* Start Data provided *

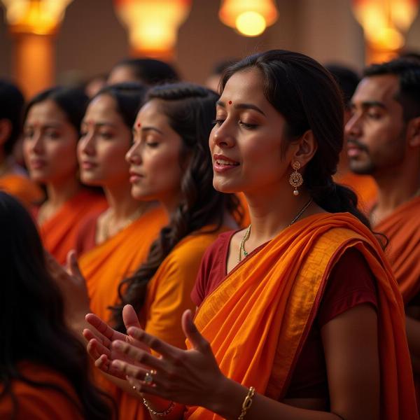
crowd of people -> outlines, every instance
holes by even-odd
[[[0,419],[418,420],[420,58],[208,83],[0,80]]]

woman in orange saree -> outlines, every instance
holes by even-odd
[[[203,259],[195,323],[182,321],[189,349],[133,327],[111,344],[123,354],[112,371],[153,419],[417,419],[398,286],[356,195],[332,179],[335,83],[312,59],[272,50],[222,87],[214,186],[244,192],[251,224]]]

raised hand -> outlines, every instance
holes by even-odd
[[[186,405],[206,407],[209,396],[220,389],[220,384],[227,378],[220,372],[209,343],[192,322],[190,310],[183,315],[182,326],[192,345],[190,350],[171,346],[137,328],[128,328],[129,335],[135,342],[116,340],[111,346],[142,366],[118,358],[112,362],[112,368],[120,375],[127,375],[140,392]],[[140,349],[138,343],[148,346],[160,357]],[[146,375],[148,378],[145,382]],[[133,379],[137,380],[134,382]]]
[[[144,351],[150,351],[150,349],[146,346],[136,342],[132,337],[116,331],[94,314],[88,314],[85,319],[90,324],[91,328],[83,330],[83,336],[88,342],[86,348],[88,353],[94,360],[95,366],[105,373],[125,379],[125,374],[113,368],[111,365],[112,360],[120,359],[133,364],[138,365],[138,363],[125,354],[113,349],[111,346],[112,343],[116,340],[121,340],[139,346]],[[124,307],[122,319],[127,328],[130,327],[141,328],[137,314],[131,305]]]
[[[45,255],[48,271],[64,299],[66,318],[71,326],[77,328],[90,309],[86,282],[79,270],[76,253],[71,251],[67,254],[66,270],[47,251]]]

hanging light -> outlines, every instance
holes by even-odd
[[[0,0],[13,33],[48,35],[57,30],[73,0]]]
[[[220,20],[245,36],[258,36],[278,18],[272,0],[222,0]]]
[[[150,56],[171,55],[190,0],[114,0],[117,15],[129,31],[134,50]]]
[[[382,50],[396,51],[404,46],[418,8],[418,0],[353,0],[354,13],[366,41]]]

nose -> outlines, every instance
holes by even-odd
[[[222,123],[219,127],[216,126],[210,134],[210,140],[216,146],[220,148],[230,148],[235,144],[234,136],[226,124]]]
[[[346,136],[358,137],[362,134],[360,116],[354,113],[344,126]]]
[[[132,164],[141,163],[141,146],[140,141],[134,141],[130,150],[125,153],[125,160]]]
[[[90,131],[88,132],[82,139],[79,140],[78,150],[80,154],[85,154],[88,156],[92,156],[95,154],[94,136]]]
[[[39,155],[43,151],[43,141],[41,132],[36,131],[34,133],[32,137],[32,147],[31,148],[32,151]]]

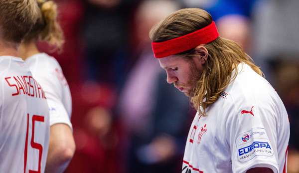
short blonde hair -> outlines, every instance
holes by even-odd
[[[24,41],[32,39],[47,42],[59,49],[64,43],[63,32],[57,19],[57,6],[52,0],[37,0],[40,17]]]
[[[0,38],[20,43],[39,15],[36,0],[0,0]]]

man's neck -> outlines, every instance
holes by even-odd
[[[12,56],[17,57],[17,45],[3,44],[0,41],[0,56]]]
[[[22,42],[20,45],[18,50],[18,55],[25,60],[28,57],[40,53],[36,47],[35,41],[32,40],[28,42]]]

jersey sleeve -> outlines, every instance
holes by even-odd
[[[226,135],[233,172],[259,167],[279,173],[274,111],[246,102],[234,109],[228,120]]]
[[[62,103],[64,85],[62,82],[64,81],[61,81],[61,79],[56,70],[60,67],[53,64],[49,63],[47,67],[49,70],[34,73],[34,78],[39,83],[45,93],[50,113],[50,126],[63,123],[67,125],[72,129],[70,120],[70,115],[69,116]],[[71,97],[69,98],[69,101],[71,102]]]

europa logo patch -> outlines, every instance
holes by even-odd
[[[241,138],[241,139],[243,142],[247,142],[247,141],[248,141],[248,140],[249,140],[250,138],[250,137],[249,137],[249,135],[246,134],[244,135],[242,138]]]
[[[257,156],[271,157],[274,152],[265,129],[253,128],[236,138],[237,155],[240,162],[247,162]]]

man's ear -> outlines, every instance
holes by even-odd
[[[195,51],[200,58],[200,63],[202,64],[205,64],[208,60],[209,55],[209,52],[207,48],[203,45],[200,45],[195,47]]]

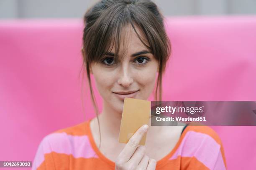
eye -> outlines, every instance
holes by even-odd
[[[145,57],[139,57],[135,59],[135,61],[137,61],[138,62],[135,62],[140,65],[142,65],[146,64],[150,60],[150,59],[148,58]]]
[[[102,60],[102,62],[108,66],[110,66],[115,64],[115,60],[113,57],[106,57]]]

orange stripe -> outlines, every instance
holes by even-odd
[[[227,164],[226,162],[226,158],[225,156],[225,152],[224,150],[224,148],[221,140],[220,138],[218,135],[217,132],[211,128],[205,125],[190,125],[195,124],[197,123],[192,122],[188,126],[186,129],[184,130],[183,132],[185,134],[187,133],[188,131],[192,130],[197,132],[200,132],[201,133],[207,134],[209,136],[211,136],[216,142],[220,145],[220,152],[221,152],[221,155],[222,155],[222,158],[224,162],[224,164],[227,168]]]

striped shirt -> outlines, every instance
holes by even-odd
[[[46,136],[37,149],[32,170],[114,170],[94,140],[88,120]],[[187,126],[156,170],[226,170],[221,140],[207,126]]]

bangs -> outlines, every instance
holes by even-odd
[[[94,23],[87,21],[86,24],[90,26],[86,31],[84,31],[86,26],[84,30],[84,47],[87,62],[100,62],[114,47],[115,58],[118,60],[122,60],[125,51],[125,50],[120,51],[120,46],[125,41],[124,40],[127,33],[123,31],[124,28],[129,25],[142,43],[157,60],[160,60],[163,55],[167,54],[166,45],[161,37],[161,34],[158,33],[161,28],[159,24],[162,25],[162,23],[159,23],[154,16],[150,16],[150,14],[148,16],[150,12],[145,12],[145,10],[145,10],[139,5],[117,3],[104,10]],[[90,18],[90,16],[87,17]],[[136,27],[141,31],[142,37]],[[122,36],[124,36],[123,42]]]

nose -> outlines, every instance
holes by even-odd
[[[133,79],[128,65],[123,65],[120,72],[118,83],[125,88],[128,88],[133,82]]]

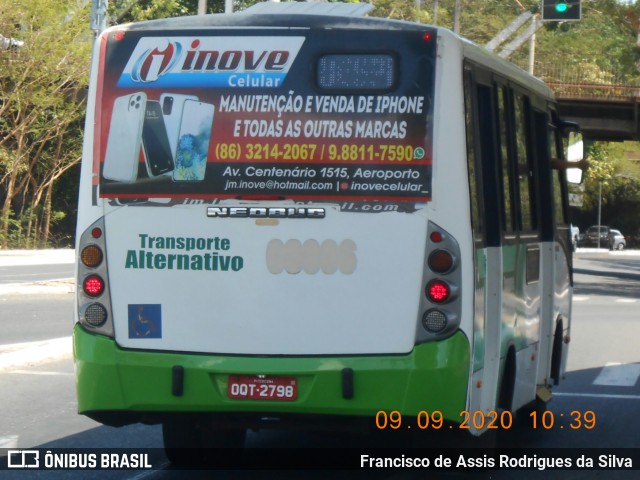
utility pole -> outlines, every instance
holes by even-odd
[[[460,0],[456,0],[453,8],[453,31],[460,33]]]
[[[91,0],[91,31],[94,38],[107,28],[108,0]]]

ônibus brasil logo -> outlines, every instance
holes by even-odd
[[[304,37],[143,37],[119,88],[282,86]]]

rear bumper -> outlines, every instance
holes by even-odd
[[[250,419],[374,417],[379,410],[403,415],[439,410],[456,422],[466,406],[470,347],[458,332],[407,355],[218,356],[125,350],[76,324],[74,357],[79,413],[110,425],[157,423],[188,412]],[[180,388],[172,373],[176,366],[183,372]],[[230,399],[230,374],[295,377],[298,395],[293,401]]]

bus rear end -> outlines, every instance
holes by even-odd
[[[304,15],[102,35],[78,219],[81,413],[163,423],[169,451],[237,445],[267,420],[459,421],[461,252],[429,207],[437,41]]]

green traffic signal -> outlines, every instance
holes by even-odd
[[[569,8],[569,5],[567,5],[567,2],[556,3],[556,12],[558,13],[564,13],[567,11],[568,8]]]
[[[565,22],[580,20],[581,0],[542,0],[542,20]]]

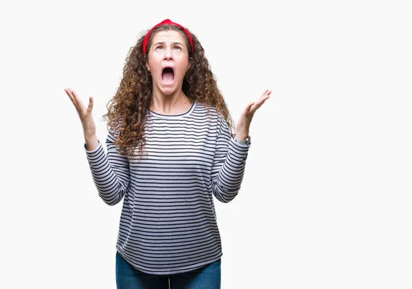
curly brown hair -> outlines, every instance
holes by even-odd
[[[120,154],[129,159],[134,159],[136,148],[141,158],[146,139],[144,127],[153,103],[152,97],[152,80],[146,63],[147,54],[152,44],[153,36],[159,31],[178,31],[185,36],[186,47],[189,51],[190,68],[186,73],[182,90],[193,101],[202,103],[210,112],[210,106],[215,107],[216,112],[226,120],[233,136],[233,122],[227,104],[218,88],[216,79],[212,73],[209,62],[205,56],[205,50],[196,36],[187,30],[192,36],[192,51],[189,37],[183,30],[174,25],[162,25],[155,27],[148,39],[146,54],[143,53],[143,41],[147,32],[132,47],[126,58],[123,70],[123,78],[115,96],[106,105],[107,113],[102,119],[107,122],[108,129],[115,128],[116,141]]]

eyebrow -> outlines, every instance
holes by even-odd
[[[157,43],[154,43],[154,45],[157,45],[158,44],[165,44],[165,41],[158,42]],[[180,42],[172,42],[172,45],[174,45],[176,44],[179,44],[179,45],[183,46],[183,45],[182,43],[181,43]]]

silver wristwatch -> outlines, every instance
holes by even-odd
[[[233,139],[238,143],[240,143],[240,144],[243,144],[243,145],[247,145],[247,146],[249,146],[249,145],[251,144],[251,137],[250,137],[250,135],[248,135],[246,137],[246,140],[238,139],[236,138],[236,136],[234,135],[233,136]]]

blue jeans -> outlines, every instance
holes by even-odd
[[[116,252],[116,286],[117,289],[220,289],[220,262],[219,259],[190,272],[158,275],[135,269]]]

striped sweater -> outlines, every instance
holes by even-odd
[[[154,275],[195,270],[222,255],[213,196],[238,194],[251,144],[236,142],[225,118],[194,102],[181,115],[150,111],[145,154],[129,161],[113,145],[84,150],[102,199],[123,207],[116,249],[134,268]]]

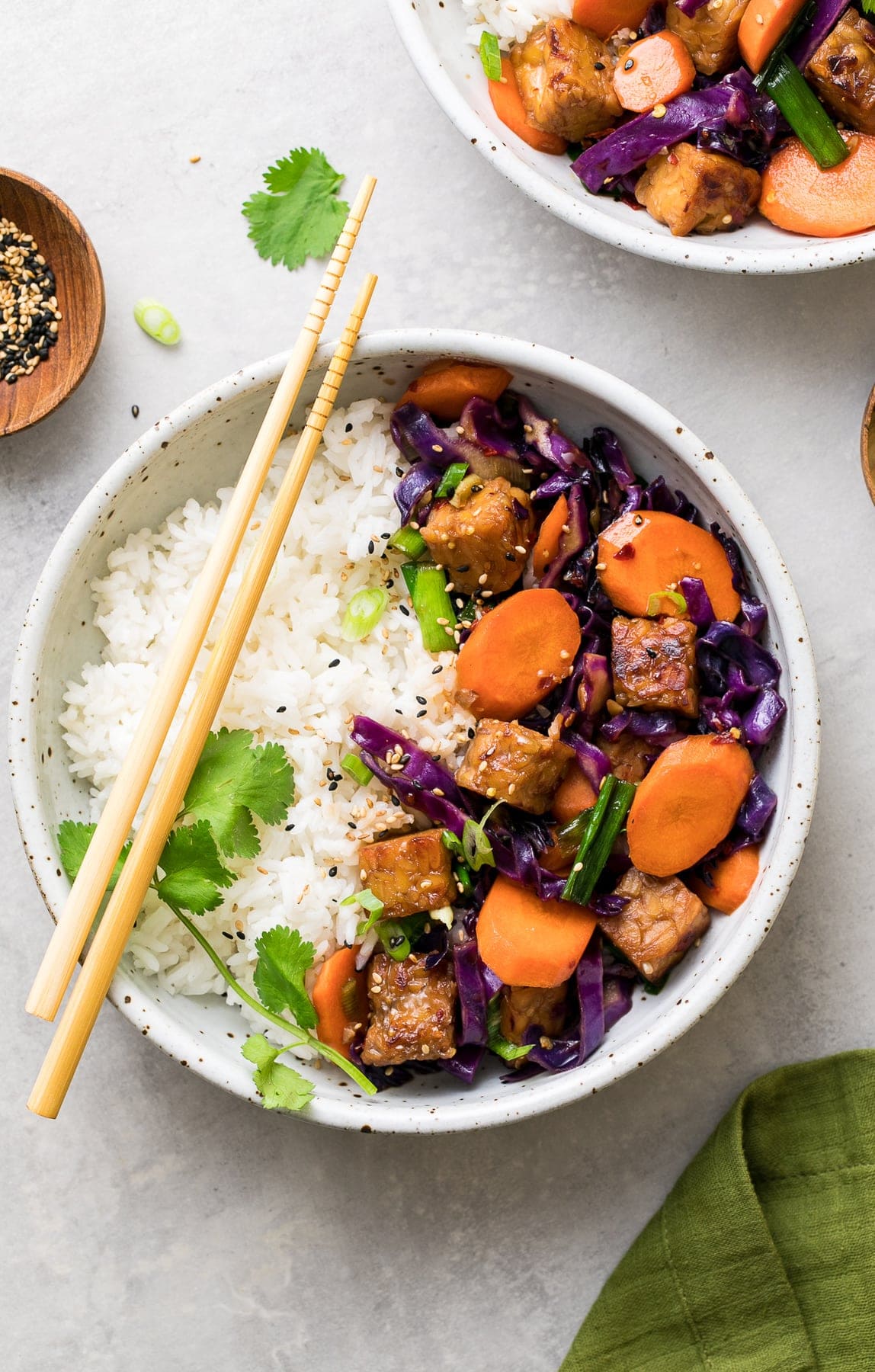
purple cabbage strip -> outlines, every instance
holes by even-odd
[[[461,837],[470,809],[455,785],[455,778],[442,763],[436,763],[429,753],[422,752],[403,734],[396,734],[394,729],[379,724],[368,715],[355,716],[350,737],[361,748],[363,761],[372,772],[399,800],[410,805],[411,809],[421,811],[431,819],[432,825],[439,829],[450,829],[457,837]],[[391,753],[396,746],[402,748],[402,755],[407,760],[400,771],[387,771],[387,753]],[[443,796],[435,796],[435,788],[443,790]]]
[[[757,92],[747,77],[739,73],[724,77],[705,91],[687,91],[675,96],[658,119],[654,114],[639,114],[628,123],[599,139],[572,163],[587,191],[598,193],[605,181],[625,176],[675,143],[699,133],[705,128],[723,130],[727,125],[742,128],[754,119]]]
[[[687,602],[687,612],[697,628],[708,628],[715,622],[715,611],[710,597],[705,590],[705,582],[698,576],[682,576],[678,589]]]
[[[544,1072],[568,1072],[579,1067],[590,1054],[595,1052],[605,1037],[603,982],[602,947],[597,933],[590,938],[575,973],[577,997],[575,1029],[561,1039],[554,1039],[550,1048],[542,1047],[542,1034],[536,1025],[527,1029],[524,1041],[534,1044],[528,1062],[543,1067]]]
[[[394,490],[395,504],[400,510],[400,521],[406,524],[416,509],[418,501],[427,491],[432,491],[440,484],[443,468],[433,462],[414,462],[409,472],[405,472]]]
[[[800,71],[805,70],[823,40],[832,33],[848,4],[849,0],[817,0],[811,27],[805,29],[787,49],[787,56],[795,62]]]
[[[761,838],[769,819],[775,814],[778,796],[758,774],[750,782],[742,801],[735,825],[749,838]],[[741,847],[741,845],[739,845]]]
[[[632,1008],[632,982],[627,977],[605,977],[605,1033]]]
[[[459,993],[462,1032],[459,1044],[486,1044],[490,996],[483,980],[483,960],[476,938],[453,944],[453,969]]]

* End Data provided *

Find the line containing "purple cabbage strip". Reproduce it exactly, along with every line after it through the last.

_Worked answer_:
purple cabbage strip -> outlines, every instance
holes by even-odd
[[[461,837],[470,809],[455,785],[455,778],[442,763],[436,763],[429,753],[422,752],[403,734],[396,734],[394,729],[379,724],[368,715],[355,716],[350,737],[361,748],[363,761],[372,772],[399,800],[410,805],[411,809],[421,811],[431,819],[432,825],[439,829],[450,829],[457,837]],[[391,753],[396,746],[402,748],[402,755],[407,760],[400,771],[387,771],[387,753]],[[443,796],[435,796],[435,788],[443,790]]]
[[[757,92],[747,77],[739,73],[724,77],[705,91],[687,91],[675,96],[658,119],[654,114],[639,114],[628,123],[599,139],[572,163],[587,191],[598,193],[605,181],[625,176],[675,143],[699,133],[705,128],[723,130],[727,125],[742,128],[754,119]]]
[[[687,602],[687,612],[697,628],[708,628],[715,622],[715,611],[710,597],[705,590],[705,582],[698,576],[682,576],[678,589]]]
[[[544,1072],[568,1072],[579,1067],[590,1054],[595,1052],[605,1037],[603,982],[602,947],[597,933],[590,938],[575,973],[577,997],[575,1029],[561,1039],[554,1039],[550,1048],[542,1047],[542,1034],[536,1025],[527,1029],[524,1041],[534,1044],[528,1062],[543,1067]]]
[[[394,490],[395,504],[400,510],[400,521],[406,524],[416,509],[418,501],[427,491],[432,491],[440,484],[443,468],[433,462],[414,462],[409,472],[405,472]]]
[[[800,71],[805,70],[823,40],[832,33],[848,4],[849,0],[817,0],[811,27],[805,29],[787,49],[787,56],[795,62]]]
[[[761,838],[769,819],[775,814],[778,796],[758,774],[750,782],[742,801],[735,825],[749,838]],[[741,847],[741,845],[739,845]]]
[[[632,1008],[632,982],[627,977],[605,977],[605,1033]]]
[[[459,993],[462,1032],[459,1044],[486,1044],[490,996],[483,980],[483,960],[476,938],[453,944],[453,969]]]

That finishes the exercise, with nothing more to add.